* Directive:
Lines before the one containing "Pest-scouting request: point out the orange" are excluded; retype that line and all remaining lines of the material exactly.

(Records from a data source)
____________________

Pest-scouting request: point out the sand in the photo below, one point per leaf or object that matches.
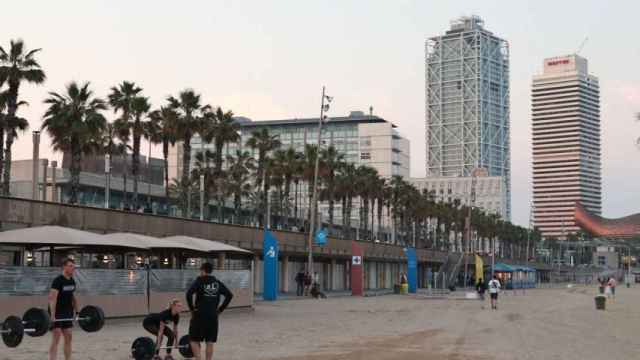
(543, 324)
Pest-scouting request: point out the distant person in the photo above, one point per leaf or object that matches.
(481, 288)
(300, 283)
(158, 325)
(62, 305)
(204, 313)
(307, 283)
(494, 289)
(612, 286)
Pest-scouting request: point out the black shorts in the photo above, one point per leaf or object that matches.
(63, 324)
(203, 329)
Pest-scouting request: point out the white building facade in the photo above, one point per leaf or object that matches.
(467, 109)
(490, 191)
(566, 144)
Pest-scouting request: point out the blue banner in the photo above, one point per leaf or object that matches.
(321, 237)
(270, 256)
(412, 269)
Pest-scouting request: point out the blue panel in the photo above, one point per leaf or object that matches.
(412, 269)
(270, 256)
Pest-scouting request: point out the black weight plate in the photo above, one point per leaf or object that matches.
(38, 320)
(185, 347)
(12, 331)
(143, 348)
(91, 318)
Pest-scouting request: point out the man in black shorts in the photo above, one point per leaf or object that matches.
(204, 315)
(62, 305)
(158, 325)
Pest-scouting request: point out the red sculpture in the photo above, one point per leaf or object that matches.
(624, 227)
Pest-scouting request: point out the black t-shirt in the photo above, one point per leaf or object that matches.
(66, 288)
(208, 290)
(166, 317)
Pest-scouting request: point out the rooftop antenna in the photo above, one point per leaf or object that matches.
(582, 45)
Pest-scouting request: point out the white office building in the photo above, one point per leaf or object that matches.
(566, 144)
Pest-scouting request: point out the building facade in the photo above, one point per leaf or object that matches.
(362, 139)
(566, 144)
(467, 109)
(485, 192)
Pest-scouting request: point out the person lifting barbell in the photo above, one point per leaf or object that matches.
(144, 348)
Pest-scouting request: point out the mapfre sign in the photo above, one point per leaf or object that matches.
(558, 62)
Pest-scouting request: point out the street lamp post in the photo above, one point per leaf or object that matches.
(107, 174)
(36, 165)
(312, 221)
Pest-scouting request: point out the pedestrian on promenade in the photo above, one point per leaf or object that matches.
(307, 283)
(300, 283)
(62, 305)
(158, 325)
(494, 289)
(204, 313)
(481, 288)
(612, 285)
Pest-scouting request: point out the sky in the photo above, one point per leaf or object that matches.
(269, 60)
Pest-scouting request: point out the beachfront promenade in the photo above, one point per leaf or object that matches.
(545, 324)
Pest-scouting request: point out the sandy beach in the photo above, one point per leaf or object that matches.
(542, 324)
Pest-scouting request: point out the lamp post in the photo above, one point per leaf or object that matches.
(312, 220)
(54, 191)
(36, 163)
(201, 197)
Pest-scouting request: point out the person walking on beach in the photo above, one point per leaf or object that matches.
(204, 313)
(612, 286)
(62, 305)
(307, 283)
(300, 283)
(494, 289)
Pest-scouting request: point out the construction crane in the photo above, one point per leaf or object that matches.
(582, 45)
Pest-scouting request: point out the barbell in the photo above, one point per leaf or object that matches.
(36, 322)
(144, 348)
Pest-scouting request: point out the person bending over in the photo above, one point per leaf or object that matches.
(158, 325)
(204, 313)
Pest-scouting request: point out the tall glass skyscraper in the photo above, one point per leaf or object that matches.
(467, 109)
(565, 101)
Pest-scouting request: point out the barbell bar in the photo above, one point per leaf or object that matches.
(144, 348)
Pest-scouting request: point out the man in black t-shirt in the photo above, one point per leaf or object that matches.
(158, 324)
(62, 305)
(204, 315)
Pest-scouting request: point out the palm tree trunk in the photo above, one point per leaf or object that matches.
(7, 164)
(165, 154)
(2, 192)
(76, 158)
(186, 171)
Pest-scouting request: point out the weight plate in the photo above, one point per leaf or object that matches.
(143, 348)
(12, 331)
(91, 318)
(185, 347)
(38, 320)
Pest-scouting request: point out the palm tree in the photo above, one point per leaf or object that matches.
(161, 129)
(264, 143)
(237, 182)
(331, 160)
(16, 66)
(74, 122)
(126, 99)
(187, 106)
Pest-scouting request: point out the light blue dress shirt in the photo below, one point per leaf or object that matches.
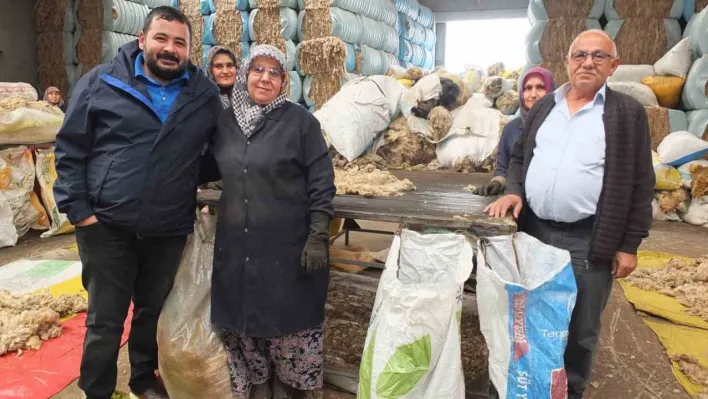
(564, 180)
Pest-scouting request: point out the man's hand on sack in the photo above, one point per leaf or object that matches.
(501, 207)
(491, 189)
(623, 264)
(87, 222)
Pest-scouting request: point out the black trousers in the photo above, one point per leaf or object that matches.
(117, 267)
(594, 283)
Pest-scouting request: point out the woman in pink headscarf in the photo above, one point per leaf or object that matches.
(536, 83)
(53, 96)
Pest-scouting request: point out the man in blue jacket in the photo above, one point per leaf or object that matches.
(128, 160)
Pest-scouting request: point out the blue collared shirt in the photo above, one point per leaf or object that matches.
(564, 180)
(163, 96)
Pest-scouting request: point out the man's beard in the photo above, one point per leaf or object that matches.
(162, 73)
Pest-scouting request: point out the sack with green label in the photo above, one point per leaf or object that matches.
(412, 347)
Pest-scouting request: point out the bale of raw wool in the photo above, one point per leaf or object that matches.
(643, 40)
(401, 148)
(695, 91)
(542, 10)
(288, 22)
(89, 48)
(323, 56)
(549, 41)
(54, 16)
(697, 30)
(618, 9)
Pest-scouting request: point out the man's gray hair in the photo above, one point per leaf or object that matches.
(599, 32)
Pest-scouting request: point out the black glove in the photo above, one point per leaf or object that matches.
(315, 255)
(494, 187)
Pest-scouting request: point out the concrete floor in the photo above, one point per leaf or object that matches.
(630, 362)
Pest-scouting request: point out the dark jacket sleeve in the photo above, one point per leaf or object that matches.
(506, 143)
(73, 147)
(320, 174)
(640, 214)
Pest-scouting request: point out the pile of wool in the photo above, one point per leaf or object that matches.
(699, 180)
(685, 281)
(670, 201)
(27, 320)
(403, 149)
(370, 182)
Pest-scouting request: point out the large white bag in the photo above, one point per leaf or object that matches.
(522, 282)
(358, 112)
(192, 358)
(412, 347)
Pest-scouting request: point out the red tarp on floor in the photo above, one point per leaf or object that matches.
(44, 373)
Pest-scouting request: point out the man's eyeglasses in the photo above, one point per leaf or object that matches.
(273, 73)
(598, 57)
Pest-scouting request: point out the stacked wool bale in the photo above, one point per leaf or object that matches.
(369, 30)
(644, 30)
(321, 56)
(55, 44)
(225, 23)
(417, 39)
(694, 98)
(554, 25)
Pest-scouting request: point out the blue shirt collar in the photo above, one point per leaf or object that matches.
(562, 91)
(140, 72)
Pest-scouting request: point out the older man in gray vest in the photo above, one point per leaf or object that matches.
(581, 179)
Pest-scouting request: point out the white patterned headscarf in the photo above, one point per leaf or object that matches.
(247, 112)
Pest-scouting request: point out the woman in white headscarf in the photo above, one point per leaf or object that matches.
(270, 276)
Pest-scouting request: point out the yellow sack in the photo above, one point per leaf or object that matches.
(668, 178)
(666, 88)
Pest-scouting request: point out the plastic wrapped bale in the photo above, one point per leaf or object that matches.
(666, 88)
(549, 41)
(288, 21)
(542, 10)
(508, 103)
(618, 9)
(643, 40)
(694, 93)
(495, 86)
(192, 357)
(638, 91)
(441, 122)
(399, 147)
(698, 123)
(54, 16)
(663, 121)
(696, 30)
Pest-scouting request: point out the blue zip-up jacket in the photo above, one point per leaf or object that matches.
(115, 159)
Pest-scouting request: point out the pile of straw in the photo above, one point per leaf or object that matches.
(642, 41)
(658, 125)
(49, 15)
(568, 8)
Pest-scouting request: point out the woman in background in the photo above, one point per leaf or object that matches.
(535, 84)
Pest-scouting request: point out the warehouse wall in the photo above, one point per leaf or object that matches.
(18, 38)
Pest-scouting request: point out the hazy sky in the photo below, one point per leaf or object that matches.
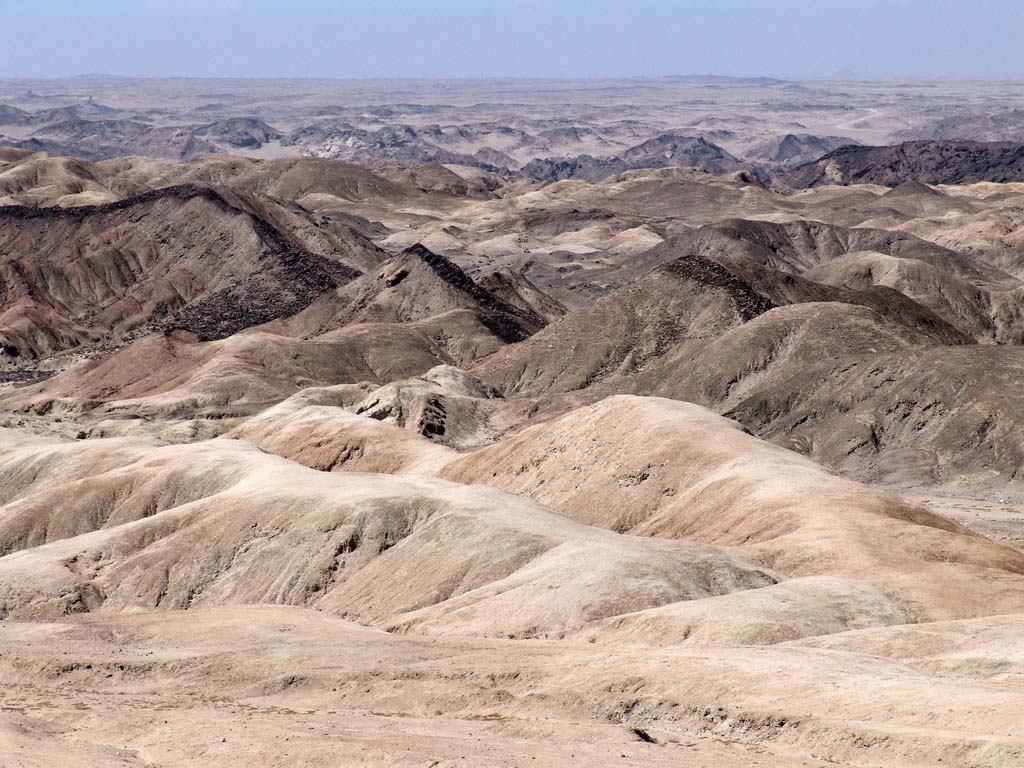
(525, 38)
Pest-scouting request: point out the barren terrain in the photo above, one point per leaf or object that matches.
(369, 428)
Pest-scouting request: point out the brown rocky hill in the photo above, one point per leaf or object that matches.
(209, 261)
(927, 162)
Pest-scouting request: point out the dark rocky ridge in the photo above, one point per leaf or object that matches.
(928, 162)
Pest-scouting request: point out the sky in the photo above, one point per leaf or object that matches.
(511, 38)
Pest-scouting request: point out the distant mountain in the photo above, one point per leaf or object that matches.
(1001, 126)
(927, 162)
(795, 150)
(665, 151)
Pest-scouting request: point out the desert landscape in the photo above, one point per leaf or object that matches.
(662, 422)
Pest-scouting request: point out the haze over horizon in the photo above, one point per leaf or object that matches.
(522, 38)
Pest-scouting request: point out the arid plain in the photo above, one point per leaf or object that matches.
(671, 422)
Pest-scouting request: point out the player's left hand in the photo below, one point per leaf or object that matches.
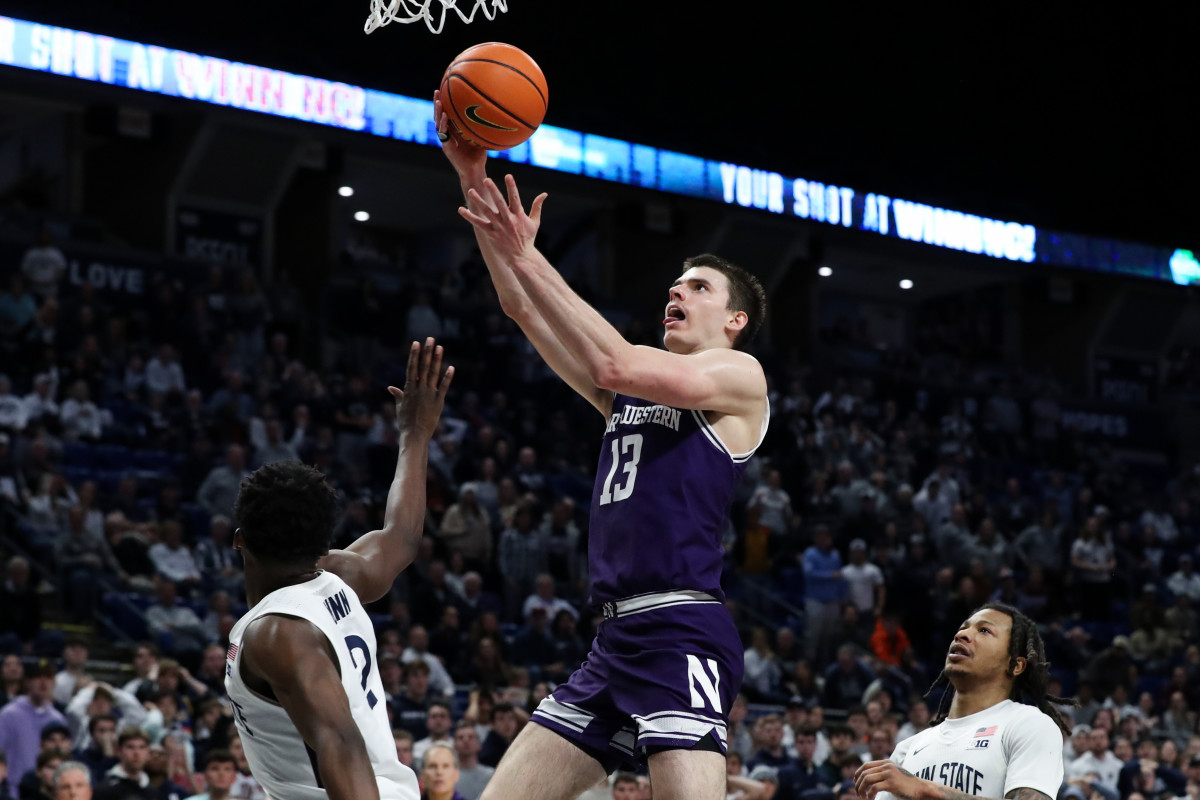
(419, 404)
(888, 776)
(503, 222)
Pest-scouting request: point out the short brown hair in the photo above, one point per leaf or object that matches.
(745, 294)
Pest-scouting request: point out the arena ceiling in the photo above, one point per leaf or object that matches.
(1079, 119)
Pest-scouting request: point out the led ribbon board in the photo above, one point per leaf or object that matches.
(178, 73)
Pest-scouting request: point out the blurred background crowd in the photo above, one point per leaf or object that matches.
(883, 506)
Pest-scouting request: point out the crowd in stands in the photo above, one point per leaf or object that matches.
(875, 517)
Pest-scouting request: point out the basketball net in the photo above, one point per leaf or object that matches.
(409, 11)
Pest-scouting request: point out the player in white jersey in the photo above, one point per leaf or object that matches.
(989, 745)
(301, 665)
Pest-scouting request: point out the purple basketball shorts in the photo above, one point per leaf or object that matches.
(663, 672)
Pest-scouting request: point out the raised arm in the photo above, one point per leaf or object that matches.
(299, 663)
(718, 380)
(371, 564)
(469, 163)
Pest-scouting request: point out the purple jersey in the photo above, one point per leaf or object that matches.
(661, 500)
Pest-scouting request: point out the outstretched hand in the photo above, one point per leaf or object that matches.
(467, 160)
(503, 223)
(419, 404)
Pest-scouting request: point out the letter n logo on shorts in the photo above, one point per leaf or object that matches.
(697, 677)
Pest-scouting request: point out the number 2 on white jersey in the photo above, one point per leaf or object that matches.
(631, 446)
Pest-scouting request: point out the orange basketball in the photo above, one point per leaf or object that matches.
(495, 95)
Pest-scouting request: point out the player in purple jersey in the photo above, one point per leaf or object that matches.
(681, 423)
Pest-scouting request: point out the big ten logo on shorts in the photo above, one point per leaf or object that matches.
(705, 683)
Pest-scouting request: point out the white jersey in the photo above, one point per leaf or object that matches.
(988, 753)
(277, 755)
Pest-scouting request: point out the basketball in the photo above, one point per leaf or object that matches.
(495, 95)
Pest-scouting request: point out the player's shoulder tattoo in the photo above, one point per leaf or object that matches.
(1025, 793)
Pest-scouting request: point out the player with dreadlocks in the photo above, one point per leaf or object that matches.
(990, 744)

____________________

* Full output:
Pest-scouting request: point out the orange basketball in the photo above, one point per leaf or object that matches.
(495, 95)
Pest-scouting request: point out the player in purple jersey in the photo above, one point per leaf or object that matches.
(681, 423)
Pest-scouting request: point out the big ten logo on shorts in the photo above, one point per leaf or object that matches.
(705, 683)
Pest-scouting request: point out the white jersey in the photo above, one point per leaf or object that matches.
(988, 753)
(277, 755)
Pest-scouting request: point out the basketball in the photo above, one point per leaf or object that matches.
(495, 95)
Pest-scouting request: point out the player's shoulder tattoo in the photo above, one point per leaf or object that matches.
(1025, 793)
Pest-scouting request: point out the player with dreadlocks in the photo above, one point per leaf or object that matches.
(990, 744)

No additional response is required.